Given passage>
-*-

The Peregrine is widely distributed, being found throughout the whole of North America, and in parts of South America, even as far south as the Straits of Magellan, and northwards in Greenland; in Africa, at the Cape of Good Hope; in most countries of Europe, particularly in Russia, along the Uralian chain, Denmark, Norway, Sweden, and Lapland; in Siberia and many parts of Asia; and also in New Holland. The rocky cliffs of this country have hitherto afforded it a comparative degree of protection, but 'protection' seems exploded —explosion in fact sounding the knell of the aristocratic Peregrine.
Strange to say these birds have been known to take up a temporary residence on St. Paul's Cathedral, in London, anything but 'far from the busy hum of men,' preying while there on the pigeons which make it their cote, and a Peregrine has been seen to seize one in Leicester Square.

-*-

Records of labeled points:
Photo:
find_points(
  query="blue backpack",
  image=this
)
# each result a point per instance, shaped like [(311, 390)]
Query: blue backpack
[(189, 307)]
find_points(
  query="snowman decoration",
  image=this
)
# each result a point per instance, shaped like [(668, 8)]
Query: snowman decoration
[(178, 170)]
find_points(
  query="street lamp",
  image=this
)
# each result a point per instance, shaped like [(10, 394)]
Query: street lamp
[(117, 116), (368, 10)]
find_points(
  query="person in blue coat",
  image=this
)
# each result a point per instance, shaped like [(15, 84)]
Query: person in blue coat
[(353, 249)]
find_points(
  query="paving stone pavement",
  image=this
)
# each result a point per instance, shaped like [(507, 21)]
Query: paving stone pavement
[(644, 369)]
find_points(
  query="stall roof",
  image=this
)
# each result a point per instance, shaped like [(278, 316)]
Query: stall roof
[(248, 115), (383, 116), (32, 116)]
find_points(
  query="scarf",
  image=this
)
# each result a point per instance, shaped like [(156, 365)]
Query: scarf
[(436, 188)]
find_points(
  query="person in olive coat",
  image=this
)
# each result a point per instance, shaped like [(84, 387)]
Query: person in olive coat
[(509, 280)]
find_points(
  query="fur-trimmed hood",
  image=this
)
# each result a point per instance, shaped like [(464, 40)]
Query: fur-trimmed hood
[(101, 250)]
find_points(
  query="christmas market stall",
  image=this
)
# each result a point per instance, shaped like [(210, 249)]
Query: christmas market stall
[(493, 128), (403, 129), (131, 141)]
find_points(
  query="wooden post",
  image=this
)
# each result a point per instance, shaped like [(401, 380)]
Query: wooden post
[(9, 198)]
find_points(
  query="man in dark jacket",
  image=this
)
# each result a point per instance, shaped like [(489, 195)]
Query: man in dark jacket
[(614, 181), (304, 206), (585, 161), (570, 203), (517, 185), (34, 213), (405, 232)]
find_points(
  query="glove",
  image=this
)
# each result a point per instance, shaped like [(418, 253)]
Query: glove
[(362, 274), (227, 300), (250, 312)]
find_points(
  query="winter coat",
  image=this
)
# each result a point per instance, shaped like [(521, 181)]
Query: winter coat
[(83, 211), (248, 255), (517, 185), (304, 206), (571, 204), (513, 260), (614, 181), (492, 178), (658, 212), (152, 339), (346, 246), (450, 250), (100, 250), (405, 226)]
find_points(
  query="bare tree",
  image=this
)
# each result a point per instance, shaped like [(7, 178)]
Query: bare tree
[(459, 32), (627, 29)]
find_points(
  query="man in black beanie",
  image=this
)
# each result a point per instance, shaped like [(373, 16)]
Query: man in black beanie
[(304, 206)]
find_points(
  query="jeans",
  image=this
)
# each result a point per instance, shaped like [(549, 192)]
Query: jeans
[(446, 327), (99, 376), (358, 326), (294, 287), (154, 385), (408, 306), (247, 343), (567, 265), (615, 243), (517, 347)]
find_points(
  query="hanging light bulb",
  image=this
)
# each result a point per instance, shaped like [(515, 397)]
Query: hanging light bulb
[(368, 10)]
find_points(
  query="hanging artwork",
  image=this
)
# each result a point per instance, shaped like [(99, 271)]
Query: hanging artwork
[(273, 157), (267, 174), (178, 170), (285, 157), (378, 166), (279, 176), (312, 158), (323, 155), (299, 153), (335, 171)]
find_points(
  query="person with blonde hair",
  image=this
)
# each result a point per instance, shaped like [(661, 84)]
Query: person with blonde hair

-*-

Tasks to carry out>
a: From the Peregrine passage, list the European places it names as ones where the bird is found in particular.
b: Please rescale the listing from its start through the line holding "[(436, 188)]", inclusive. Give those lines again with the requests included, multiply every coordinate in the answers by 2.05, and round each result to a whole number, with halves rounded up.

Solutions for each task>
a: Russia (along the Uralian chain), Denmark, Norway, Sweden, Lapland

b:
Photo:
find_points(
  query="blue backpack",
  image=this
)
# each result a point per instance, shaped like [(311, 390)]
Query: blue backpack
[(387, 629)]
find_points(
  query="snowman decoration",
  image=this
)
# each result a point per instance, shaped like [(668, 8)]
Query: snowman decoration
[(365, 349)]
find_points(
  query="street lamp",
  image=this
)
# each result a point per instance, shaped like [(10, 394)]
Query: street lamp
[(240, 238), (754, 21)]
find_points(
  query="person in blue coat",
  image=this
)
# each result a point per instance, shaped like [(15, 84)]
Query: person in blue coat
[(724, 510)]
find_points(
  query="paving stone pavement",
  image=this
)
# each result a point per instance, shaped like [(507, 21)]
Query: paving stone pavement
[(1320, 756)]
find_points(
  query="stall roof",
  image=this
)
# each result a point per instance, shaped like [(278, 316)]
Query: stall roof
[(508, 236), (785, 238), (66, 238)]
find_points(
  query="scarf",
  image=this
)
# each result a point per instance, shaped like [(156, 365)]
Query: scarf
[(894, 385)]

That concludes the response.